*YOUR GOAL:* Locate every row below that contains the string "glass", matching case exactly, and copy each such row in full.

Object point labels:
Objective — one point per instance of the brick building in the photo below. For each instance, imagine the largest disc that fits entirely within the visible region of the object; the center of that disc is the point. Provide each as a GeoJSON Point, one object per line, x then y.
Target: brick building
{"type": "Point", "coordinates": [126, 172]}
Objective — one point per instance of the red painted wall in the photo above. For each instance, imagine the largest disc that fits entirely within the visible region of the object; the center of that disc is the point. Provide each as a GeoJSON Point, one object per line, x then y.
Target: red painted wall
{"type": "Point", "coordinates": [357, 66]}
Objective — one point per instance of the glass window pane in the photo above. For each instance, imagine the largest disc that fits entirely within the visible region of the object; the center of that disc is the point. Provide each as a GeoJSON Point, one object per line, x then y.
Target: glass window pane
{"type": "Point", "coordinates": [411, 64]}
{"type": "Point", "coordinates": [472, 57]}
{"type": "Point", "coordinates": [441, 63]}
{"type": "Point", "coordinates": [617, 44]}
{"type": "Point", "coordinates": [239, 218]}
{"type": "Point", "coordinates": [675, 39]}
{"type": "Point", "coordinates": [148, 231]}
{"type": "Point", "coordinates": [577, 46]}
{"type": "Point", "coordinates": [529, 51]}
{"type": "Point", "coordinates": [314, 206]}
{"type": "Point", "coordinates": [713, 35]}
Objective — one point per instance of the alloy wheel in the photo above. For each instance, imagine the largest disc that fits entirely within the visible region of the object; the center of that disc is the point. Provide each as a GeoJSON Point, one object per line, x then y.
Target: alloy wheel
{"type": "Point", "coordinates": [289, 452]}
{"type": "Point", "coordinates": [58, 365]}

---

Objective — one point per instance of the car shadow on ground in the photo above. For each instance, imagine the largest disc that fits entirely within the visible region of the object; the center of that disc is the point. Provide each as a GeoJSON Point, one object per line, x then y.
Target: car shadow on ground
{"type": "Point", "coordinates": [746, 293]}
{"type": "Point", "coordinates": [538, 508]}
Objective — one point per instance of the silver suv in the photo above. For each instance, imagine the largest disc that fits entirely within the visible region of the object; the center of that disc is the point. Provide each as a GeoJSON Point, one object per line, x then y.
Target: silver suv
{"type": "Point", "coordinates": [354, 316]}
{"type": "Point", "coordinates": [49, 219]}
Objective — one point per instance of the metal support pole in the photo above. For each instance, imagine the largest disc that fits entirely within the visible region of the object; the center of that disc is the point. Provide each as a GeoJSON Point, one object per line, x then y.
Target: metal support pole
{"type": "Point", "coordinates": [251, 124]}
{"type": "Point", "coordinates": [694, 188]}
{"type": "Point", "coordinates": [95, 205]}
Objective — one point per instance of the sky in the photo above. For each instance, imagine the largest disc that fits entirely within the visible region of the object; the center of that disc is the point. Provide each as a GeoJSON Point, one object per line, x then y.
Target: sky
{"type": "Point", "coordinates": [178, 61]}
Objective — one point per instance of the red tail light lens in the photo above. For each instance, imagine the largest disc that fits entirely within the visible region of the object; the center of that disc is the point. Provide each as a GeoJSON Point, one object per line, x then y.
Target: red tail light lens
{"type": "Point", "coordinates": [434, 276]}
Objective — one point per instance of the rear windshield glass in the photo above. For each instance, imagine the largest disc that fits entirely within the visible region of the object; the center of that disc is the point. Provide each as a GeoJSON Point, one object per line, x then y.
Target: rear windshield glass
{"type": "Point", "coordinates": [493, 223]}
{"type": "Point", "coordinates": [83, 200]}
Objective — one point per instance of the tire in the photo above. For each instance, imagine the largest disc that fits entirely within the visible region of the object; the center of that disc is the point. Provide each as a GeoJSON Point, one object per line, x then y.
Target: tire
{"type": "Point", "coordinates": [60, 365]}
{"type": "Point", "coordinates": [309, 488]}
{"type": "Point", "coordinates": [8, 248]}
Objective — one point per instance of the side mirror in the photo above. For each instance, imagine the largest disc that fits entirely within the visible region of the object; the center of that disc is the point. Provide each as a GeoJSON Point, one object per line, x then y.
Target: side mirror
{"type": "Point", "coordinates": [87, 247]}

--

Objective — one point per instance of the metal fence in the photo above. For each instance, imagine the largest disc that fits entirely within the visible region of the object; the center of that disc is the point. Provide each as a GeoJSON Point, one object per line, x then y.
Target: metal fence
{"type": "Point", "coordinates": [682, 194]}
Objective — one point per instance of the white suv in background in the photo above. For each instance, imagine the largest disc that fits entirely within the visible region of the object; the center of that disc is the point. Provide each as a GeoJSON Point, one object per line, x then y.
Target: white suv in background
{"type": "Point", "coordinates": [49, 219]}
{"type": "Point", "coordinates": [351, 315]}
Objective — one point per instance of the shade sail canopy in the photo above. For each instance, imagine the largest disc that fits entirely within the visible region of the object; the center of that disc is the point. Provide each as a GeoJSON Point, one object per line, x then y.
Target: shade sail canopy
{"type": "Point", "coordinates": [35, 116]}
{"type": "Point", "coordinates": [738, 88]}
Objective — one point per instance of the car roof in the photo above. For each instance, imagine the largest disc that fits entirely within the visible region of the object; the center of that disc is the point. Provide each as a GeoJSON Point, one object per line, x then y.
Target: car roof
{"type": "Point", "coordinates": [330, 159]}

*THE SOLUTION:*
Objective — one point per instance of the glass window pane in the photo above. For each instance, imagine the largest disc that fits entirely within the visible region of the object; the center of that disc is the point. Provide each as a GeoJSON Point, one object per line, x then y.
Target: glass window pane
Objective — one point per instance of the rear windshield glass in the photo above. For each instance, imagine the largest disc that fits entirely within the visible region of the object; the center of that disc is the point. Provide each as a GeoJSON Point, one object per line, x then y.
Target: rear windshield glass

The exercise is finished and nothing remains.